* Exercise requirements
Find the line with "Query: man's fingers" in the records below. Copy it and every line after it, up to and including the line with "written like <point>17,132</point>.".

──────── Entries supplied ────────

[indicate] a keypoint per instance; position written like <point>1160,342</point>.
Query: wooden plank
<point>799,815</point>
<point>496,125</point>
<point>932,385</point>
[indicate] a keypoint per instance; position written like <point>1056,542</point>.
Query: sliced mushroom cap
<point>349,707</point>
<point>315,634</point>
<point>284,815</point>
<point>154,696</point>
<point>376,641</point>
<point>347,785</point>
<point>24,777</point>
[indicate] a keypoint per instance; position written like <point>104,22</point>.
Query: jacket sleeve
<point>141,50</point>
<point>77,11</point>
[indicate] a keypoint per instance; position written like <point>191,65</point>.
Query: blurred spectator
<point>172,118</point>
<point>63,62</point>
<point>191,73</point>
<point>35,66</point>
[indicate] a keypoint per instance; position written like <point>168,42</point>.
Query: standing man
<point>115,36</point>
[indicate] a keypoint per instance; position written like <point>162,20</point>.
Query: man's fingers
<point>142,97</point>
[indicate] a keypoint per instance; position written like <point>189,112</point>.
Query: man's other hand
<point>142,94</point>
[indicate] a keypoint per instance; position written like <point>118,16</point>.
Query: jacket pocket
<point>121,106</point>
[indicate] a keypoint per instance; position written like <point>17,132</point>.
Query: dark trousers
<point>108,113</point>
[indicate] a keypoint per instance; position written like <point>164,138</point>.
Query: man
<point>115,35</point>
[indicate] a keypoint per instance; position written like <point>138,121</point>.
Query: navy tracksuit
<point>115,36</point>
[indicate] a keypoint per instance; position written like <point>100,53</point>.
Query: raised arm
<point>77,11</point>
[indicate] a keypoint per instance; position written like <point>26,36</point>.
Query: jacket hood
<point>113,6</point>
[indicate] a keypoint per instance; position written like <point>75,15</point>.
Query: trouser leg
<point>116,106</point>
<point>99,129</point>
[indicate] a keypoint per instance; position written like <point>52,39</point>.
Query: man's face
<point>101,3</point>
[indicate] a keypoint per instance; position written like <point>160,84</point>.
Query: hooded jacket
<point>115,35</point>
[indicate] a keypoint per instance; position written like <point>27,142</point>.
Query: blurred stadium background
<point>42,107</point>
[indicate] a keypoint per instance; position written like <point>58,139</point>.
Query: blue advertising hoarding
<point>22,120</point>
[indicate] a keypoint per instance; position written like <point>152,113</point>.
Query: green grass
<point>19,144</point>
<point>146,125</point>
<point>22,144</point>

────────

* Output for this task
Query: man's fingers
<point>142,97</point>
[indicate] a keypoint per instance; position written like <point>189,112</point>.
Query: man's other hand
<point>142,94</point>
[indicate] a keypoint per instance; position written like <point>118,16</point>.
Query: jacket pocket
<point>121,106</point>
[indicate] a keypoint per instance; position written like <point>17,132</point>.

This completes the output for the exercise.